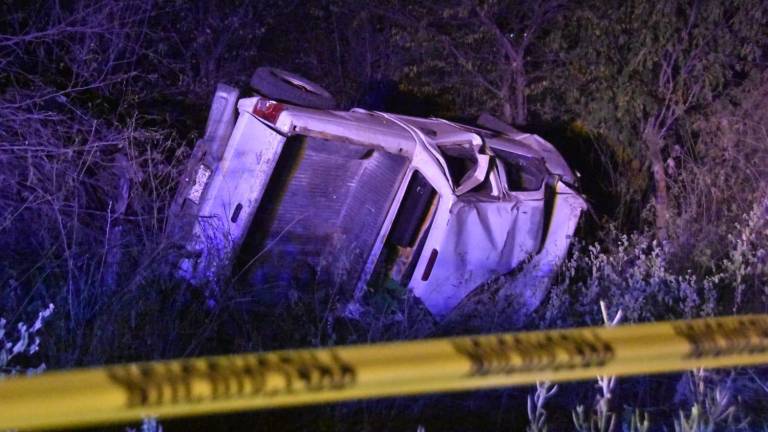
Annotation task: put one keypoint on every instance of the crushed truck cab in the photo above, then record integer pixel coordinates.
(280, 195)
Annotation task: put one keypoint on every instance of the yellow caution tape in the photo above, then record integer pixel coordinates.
(209, 385)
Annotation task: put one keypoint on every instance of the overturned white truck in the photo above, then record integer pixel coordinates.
(284, 191)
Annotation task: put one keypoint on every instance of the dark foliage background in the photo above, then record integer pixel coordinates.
(662, 108)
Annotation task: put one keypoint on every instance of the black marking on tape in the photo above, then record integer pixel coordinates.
(710, 338)
(511, 354)
(214, 379)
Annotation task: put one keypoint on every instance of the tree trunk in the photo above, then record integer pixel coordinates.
(521, 104)
(661, 196)
(507, 109)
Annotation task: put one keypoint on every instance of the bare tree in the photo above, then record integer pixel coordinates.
(490, 45)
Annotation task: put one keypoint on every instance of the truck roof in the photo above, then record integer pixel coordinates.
(395, 133)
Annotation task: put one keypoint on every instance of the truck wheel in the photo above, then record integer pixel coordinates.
(291, 88)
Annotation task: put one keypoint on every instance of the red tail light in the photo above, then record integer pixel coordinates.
(268, 110)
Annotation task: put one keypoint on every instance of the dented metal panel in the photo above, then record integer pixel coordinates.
(231, 196)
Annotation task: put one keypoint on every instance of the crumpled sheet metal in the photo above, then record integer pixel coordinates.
(483, 239)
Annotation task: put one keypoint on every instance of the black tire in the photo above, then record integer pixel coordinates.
(291, 88)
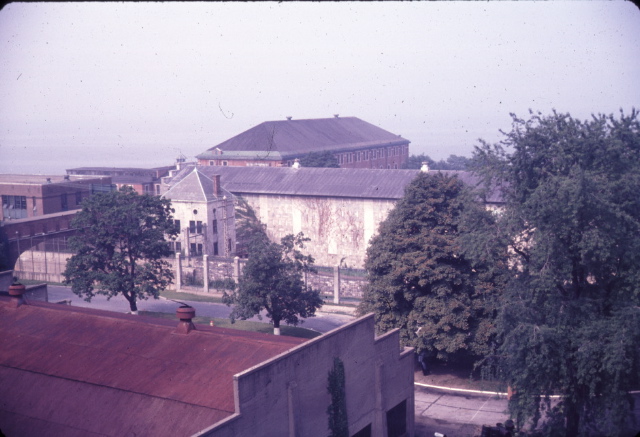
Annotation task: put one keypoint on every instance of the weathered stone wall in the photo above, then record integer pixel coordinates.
(339, 228)
(350, 287)
(287, 395)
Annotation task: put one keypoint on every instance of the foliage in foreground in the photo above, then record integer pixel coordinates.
(570, 321)
(272, 280)
(421, 281)
(120, 246)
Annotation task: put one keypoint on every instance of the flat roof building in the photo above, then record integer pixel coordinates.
(70, 371)
(26, 196)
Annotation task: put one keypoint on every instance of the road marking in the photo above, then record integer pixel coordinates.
(464, 390)
(485, 402)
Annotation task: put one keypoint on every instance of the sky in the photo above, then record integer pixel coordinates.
(139, 84)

» **PROBLEM DESCRIPTION**
Without any of the pictures, repeat the entries above word for word.

» **ANSWER TO THIS PROBLEM**
Annotation task: put one keypoint on every instance of the crushed truck cab in the photo above, then record integer pixel coordinates.
(280, 195)
Annotation task: put one keypoint on every instance of the yellow caution tape in the photo above, then record integer pixel coordinates.
(209, 385)
Annotation task: put one keypoint on every instance of the overturned white truck in the photo above, then record integer pixel coordinates.
(284, 191)
Annotation task: put one keypoint on every instance of the dark foliage background in the photo above, then record integer pixel coordinates.
(662, 108)
Annotation task: put one keypoint on every instance of the black marking on tape in the photo above, then record integer pixel coordinates.
(710, 338)
(511, 354)
(214, 379)
Annotation task: put one keypoint on every instance of the tree trunk in the photo above, then record integer pixel coordinates.
(521, 104)
(661, 196)
(507, 109)
Annotation task: put one keypoint on every instance of the bare tree in the photo above, then record integer pixel coordinates.
(490, 45)
Annotation task: put one keypoint on every instance of the truck roof in the photo above, then record integer pixel coordinates.
(395, 133)
Annotation task: put one keypoint on every instance of the truck wheel in the photo above, then record integer pixel coordinates.
(291, 88)
Annotation task: put one keypoint on every instance of the red tail light in the photo above, then record integer pixel coordinates.
(268, 110)
Annotation task: put one keypoint on every instance of the dented metal panel in the photo above, then record integer pixel coordinates.
(231, 196)
Annotation task: put one keypoint on every instance of the crumpled sheet metal in the photo above, then record integer pixel coordinates.
(483, 239)
Annotation task: put one keypoint on every instance of the black tire in the photo above, then record integer pixel coordinates.
(291, 88)
Annotation task: put one keypoint on every instance of the weathered stone wall in the photo above, then record integer pixel coordinates.
(339, 228)
(350, 287)
(287, 395)
Annotation task: put one keypoint on every instance of the foliage in foreground in the photo above, then record integer pixel coordinates.
(570, 321)
(272, 280)
(421, 281)
(120, 246)
Annotation task: put one keypoint on every instance of the flat roof building in the photo above, then record integer pixel coordinates.
(70, 371)
(26, 196)
Annotation task: put one keypoint on every instance of the road marking in the photo above, then record integer pixel coordinates.
(464, 390)
(485, 402)
Annotation task: put one keypoint on every instance of the sky in the photo above, then record integer pixel coordinates.
(139, 84)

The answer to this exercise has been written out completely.